[Natural language region descriptions]
=== Section Start ===
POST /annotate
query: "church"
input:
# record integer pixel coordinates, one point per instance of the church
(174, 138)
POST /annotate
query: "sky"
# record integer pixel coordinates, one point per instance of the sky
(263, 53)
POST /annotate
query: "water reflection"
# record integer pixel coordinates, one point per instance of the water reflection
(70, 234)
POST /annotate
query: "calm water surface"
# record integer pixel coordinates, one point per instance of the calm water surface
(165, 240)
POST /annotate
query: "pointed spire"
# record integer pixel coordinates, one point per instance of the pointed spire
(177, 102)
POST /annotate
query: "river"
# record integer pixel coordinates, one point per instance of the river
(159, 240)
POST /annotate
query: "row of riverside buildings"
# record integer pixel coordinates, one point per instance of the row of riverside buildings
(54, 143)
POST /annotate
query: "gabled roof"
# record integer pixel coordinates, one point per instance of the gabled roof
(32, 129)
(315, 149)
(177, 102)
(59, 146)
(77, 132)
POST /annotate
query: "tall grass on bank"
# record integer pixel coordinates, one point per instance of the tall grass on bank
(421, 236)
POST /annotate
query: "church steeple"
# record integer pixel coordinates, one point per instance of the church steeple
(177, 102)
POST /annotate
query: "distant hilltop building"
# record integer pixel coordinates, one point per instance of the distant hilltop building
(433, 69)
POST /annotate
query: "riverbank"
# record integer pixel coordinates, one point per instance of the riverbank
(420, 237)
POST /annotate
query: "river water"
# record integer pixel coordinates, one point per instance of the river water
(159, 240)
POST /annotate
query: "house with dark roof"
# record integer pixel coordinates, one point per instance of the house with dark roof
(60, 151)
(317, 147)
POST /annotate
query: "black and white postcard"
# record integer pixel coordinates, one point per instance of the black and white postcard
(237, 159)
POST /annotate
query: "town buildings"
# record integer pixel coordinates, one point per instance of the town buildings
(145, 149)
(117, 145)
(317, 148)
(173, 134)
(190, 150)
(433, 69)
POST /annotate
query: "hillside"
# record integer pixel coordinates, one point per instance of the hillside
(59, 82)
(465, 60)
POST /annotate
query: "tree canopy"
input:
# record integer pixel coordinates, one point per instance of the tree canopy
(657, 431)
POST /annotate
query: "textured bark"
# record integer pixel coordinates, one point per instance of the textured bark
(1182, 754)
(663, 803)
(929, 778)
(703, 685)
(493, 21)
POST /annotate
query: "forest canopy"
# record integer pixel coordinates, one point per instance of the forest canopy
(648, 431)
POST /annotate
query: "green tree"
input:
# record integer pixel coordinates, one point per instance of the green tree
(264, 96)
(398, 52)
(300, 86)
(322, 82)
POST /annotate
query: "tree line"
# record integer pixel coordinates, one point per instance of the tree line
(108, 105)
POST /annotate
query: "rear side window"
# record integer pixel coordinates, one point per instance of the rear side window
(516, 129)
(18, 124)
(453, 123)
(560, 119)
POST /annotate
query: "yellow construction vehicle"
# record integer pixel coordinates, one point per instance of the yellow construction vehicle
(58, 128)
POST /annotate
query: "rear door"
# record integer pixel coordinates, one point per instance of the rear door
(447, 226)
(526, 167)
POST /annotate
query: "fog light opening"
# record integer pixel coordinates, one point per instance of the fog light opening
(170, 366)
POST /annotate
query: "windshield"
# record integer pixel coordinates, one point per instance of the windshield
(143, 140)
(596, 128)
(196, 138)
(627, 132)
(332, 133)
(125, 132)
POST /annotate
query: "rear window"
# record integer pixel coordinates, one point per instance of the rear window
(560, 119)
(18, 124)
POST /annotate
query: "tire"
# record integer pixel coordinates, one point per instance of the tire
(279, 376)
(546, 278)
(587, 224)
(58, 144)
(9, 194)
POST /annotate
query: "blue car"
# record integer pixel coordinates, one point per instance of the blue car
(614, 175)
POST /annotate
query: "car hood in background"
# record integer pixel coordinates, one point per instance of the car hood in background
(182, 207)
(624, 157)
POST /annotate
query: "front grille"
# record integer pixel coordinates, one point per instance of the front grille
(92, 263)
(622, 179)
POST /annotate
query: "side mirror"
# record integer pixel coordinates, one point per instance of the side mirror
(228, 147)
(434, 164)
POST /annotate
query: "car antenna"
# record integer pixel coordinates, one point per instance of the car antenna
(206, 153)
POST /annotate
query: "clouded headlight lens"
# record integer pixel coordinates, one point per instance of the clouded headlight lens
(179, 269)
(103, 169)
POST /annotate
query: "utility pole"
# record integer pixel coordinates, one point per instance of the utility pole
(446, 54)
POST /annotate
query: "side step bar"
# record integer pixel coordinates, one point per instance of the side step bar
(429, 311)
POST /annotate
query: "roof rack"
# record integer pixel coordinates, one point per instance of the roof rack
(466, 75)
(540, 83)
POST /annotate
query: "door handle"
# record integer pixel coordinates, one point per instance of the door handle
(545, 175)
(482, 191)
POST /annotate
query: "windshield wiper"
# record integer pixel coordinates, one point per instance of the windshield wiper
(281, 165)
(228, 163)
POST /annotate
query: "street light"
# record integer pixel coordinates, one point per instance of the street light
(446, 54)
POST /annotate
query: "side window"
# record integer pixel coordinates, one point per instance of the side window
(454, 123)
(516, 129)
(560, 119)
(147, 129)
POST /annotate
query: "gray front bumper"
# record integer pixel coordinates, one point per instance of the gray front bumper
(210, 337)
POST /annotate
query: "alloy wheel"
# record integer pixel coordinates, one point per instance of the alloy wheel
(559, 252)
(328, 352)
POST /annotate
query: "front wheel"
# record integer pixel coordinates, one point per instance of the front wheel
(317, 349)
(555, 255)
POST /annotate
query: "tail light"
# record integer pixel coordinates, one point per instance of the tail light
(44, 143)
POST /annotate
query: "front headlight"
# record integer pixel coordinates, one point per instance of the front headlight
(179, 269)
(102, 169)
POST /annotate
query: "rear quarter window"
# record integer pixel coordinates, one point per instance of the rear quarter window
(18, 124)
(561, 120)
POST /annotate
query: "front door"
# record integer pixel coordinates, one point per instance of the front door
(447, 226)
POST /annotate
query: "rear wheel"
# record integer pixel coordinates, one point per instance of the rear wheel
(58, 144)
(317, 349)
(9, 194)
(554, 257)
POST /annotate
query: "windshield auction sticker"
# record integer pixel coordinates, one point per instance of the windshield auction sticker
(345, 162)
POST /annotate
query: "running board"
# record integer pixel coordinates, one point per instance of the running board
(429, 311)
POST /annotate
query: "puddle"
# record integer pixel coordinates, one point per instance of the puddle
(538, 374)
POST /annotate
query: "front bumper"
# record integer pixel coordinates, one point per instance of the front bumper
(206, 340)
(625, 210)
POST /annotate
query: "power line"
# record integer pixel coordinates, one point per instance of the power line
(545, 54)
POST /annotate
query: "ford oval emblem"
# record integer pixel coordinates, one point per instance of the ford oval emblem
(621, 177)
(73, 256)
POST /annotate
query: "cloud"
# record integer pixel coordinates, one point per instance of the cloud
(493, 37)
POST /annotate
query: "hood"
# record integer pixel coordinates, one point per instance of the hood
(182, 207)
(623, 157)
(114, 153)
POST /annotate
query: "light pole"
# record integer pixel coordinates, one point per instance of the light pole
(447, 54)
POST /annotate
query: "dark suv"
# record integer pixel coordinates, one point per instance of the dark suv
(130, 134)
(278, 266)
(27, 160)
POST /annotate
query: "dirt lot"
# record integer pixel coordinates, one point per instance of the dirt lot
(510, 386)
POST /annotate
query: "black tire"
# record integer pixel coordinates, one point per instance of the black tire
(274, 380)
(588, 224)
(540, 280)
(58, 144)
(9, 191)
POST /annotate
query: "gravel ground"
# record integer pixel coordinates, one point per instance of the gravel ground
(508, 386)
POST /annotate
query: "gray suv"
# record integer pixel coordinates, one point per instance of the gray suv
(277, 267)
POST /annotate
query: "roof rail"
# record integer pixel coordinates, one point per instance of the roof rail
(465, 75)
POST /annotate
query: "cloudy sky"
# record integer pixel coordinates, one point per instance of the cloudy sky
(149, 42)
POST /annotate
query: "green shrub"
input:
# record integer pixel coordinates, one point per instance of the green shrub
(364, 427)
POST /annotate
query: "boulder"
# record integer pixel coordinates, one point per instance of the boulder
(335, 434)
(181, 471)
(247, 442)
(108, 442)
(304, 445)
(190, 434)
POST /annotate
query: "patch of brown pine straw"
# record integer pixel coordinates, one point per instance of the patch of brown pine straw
=== Section End ===
▸ **Exercise instructions**
The word "brown" appears in some lines of the records. Please work out how many and reply with that number only.

▸ **Solution**
2